[Recorded data Boundary: Start]

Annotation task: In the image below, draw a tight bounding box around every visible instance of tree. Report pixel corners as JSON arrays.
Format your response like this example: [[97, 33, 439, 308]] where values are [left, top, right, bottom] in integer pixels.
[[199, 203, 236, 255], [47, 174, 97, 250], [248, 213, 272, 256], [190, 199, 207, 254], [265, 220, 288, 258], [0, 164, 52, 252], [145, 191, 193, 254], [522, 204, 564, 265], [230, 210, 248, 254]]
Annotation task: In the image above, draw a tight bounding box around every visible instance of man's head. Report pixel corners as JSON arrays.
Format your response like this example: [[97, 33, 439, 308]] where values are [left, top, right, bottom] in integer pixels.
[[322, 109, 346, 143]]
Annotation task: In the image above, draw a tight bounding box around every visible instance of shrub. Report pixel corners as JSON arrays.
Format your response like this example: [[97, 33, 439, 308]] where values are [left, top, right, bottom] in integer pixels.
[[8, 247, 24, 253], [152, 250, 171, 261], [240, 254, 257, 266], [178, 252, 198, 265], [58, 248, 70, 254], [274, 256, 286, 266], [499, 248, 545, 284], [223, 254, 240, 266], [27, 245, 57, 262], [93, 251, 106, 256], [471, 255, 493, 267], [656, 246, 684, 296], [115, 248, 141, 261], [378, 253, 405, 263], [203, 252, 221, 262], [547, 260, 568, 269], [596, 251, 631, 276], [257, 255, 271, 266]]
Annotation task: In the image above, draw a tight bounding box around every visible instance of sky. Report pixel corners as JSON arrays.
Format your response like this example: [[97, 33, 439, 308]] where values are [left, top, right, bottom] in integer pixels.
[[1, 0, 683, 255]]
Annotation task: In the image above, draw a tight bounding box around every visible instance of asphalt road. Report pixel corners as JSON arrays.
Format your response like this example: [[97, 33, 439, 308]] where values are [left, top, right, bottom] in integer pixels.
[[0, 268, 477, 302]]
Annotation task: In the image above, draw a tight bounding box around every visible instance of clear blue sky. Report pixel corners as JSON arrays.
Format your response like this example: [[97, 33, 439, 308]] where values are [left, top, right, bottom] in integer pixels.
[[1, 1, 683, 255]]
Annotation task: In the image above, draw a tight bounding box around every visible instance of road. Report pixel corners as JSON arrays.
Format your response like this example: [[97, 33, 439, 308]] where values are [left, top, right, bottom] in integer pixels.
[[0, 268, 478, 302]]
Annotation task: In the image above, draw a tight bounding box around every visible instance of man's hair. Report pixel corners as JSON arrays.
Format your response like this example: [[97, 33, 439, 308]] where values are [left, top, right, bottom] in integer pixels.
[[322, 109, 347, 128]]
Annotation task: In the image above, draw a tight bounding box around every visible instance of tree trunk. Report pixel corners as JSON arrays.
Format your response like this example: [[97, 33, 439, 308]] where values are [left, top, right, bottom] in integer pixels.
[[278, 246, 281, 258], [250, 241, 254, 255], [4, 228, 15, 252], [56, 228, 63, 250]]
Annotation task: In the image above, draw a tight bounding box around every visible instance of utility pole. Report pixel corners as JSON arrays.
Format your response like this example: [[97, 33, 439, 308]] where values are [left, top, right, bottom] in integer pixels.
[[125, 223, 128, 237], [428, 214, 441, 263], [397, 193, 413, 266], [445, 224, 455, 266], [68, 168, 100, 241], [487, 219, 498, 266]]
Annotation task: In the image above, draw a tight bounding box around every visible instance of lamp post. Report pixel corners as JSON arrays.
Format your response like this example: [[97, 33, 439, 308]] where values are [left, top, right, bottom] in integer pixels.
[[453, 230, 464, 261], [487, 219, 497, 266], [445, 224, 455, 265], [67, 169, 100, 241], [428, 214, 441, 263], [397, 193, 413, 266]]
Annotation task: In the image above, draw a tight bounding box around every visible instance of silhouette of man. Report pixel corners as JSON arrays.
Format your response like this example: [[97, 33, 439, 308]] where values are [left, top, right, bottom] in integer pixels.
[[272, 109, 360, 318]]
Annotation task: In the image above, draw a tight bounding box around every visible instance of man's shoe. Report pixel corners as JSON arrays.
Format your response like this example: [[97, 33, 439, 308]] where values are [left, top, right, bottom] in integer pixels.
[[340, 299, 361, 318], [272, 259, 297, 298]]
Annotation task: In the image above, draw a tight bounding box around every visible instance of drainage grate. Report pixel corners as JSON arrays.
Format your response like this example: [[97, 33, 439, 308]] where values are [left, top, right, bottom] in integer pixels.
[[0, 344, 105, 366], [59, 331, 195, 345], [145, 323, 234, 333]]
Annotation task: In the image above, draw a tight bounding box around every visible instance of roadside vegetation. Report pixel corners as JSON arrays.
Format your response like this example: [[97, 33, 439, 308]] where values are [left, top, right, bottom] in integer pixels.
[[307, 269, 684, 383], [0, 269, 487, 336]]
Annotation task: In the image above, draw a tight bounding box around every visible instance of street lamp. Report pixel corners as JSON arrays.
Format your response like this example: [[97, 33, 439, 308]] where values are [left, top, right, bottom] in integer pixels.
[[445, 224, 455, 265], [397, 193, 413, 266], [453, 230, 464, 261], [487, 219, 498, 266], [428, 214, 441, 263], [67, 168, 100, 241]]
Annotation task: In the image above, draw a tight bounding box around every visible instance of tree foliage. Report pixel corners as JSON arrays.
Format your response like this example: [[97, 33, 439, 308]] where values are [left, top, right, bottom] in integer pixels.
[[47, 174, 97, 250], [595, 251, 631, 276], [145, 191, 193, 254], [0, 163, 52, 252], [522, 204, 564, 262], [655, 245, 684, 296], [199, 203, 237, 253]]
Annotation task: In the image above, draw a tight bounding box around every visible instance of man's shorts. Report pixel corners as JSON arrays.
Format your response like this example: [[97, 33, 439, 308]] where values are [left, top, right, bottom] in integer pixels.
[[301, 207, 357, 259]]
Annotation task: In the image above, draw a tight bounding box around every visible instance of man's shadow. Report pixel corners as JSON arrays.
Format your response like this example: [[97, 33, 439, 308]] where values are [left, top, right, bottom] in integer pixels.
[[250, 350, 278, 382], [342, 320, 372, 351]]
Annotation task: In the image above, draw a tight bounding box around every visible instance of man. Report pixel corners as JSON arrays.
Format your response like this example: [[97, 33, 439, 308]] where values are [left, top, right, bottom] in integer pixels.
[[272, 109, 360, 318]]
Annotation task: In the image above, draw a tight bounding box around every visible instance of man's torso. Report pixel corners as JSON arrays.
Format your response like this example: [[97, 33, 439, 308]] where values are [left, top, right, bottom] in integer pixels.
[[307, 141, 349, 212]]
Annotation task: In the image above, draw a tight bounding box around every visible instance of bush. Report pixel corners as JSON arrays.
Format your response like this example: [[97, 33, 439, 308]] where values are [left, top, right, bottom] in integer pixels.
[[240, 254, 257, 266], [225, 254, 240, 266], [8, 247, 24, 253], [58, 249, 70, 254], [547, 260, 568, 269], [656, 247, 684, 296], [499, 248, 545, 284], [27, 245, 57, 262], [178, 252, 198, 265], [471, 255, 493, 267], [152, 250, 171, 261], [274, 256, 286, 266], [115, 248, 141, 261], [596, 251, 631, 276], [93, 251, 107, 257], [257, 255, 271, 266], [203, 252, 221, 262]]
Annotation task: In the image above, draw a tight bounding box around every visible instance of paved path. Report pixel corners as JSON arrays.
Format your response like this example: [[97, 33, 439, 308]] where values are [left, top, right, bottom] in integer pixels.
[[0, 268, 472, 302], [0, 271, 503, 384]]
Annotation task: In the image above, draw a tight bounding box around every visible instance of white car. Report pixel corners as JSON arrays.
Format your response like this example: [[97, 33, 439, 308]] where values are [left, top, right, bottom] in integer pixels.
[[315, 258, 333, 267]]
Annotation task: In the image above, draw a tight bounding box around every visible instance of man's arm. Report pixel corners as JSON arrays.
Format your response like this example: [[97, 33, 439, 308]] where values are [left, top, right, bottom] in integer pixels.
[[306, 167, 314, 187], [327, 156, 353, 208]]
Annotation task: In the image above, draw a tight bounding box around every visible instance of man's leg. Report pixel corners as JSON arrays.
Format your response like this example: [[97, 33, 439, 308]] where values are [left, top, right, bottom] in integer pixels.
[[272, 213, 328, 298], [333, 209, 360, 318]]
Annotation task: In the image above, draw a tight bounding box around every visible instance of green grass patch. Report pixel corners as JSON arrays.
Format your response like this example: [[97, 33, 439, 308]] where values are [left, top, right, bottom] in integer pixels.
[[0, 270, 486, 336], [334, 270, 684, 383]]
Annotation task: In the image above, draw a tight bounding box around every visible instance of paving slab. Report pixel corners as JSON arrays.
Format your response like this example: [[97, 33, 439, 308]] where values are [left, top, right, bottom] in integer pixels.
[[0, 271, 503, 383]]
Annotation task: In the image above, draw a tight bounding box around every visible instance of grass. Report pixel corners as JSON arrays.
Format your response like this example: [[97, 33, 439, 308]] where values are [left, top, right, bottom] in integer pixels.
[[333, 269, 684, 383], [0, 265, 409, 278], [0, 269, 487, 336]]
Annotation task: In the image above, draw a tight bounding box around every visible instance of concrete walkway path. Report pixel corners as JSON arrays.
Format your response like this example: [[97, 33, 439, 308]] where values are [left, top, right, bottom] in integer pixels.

[Recorded data Boundary: End]

What you will do>
When you reach the line with "instance of man." in the records above, start writing out lines exactly, and stop once the line with "bush. Report pixel corners as JSON arrays." has been written; include nothing else.

Result of this exercise>
Annotation task: In the image above, draw a tight bounding box around every visible instance of man. Report pixel corners as JSON arrays.
Format your response like this example: [[97, 33, 439, 308]] where values are [left, top, right, bottom] in integer pixels.
[[272, 109, 360, 318]]
Annotation task: In the image above, draw a tight bounding box around every visible instance of man's torso. Report pixel corners as JSON arrays.
Format your response like this example: [[97, 33, 439, 308]] where values are [left, top, right, bottom] in integer pixels.
[[307, 141, 349, 212]]
Annotation task: In the image above, draw a tight bounding box around every visible instance of bush. Report pixel corners as JSON arrays.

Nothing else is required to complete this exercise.